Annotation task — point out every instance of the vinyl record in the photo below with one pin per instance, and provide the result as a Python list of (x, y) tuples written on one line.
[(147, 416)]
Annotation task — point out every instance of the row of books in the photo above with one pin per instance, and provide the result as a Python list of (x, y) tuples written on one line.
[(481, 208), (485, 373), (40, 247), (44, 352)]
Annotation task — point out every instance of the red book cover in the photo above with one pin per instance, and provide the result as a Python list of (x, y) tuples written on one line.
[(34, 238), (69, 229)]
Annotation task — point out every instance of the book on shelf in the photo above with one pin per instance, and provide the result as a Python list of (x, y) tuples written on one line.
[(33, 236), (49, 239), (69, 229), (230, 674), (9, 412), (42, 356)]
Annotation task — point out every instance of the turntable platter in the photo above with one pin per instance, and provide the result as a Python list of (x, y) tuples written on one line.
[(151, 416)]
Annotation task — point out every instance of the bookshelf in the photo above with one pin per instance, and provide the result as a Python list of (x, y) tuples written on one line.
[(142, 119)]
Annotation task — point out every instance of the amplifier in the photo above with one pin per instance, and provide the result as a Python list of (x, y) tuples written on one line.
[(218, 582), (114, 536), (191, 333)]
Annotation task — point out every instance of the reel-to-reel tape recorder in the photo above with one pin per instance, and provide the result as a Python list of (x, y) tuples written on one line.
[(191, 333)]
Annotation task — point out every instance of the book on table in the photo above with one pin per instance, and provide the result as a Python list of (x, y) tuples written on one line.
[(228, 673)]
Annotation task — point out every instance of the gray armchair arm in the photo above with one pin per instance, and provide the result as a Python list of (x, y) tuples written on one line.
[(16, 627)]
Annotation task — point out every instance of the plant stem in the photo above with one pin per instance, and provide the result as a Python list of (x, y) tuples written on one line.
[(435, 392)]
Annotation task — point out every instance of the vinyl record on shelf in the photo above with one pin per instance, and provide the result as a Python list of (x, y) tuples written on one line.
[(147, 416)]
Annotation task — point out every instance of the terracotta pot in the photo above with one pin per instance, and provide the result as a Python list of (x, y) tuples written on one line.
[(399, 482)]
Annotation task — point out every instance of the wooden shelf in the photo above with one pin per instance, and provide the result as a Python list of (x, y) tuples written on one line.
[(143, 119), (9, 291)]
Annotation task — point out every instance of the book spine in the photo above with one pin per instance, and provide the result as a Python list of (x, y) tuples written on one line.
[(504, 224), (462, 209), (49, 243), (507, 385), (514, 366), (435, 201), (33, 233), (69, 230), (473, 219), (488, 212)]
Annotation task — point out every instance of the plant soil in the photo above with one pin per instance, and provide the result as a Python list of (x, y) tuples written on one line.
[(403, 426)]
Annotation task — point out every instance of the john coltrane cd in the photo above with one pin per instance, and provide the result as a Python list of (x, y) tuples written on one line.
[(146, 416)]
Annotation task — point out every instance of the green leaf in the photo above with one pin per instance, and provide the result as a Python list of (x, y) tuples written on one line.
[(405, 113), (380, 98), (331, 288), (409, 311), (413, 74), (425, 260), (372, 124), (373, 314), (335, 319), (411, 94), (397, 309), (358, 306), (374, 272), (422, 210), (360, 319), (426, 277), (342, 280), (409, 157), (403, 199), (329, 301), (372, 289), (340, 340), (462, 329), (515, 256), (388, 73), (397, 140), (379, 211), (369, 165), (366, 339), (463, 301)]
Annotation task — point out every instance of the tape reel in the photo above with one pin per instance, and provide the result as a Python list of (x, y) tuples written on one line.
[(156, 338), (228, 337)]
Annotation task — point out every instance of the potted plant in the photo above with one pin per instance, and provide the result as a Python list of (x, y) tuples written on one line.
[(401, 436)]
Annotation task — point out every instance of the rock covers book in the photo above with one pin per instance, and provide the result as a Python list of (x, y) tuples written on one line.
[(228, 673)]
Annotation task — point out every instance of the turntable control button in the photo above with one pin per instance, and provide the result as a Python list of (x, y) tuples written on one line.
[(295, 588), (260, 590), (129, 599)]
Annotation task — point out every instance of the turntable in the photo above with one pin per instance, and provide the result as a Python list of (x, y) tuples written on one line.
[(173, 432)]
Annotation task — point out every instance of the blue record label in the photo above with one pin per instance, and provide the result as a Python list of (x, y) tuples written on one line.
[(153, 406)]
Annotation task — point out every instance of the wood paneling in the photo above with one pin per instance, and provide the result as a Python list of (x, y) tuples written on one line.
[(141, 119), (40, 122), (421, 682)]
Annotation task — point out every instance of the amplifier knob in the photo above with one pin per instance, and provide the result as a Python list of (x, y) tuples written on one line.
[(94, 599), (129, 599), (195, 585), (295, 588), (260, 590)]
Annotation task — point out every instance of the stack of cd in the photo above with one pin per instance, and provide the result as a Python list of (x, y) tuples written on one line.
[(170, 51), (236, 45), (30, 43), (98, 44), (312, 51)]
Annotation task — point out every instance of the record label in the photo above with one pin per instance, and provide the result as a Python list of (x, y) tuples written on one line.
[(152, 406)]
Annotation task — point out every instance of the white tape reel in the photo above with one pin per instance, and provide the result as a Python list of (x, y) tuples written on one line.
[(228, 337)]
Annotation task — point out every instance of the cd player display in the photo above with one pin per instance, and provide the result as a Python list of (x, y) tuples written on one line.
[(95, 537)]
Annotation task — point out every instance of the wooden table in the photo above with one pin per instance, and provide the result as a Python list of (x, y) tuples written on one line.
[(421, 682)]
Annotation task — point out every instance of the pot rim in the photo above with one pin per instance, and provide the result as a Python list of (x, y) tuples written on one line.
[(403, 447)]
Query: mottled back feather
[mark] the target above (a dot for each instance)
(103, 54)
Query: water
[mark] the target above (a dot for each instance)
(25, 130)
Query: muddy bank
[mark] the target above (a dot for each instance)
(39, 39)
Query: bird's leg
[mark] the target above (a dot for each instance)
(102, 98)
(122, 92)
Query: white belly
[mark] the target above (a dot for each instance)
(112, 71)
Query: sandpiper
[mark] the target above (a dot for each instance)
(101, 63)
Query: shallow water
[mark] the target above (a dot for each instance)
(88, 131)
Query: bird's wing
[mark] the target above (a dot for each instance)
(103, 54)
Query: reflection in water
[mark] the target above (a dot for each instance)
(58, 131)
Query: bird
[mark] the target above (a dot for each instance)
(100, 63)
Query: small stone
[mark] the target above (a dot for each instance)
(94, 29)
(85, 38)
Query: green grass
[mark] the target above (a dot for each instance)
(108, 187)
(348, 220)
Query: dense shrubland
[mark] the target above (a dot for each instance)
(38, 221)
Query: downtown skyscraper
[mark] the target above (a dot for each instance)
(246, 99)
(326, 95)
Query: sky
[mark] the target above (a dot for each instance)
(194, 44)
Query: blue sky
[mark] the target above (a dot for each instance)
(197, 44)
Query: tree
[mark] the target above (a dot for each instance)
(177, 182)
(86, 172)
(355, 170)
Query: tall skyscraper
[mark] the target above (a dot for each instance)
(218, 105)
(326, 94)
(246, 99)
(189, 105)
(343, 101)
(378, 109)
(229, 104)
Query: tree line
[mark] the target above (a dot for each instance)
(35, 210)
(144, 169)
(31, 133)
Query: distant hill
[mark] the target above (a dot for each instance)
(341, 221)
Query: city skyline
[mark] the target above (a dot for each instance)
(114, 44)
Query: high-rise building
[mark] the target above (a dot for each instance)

___

:: TASK DIRECTIONS ::
Whenever a line of the data holds the string "water", pick that line out.

:: TASK RESULT ::
Query: water
Query: shallow water
Query: reflection in water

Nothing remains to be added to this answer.